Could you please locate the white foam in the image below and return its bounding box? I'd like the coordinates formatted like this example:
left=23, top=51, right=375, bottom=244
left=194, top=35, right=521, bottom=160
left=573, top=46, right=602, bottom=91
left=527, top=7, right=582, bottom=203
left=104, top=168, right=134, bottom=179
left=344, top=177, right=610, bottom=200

====

Reproduce the lines above, swapping "white foam" for "sea spray" and leaving every other word untouched.

Could you please locate the sea spray in the image below and return its bounding box? I'd like the coordinates formatted like this example:
left=23, top=51, right=375, bottom=244
left=194, top=35, right=521, bottom=160
left=573, top=46, right=602, bottom=91
left=527, top=7, right=582, bottom=203
left=104, top=168, right=134, bottom=179
left=344, top=177, right=610, bottom=200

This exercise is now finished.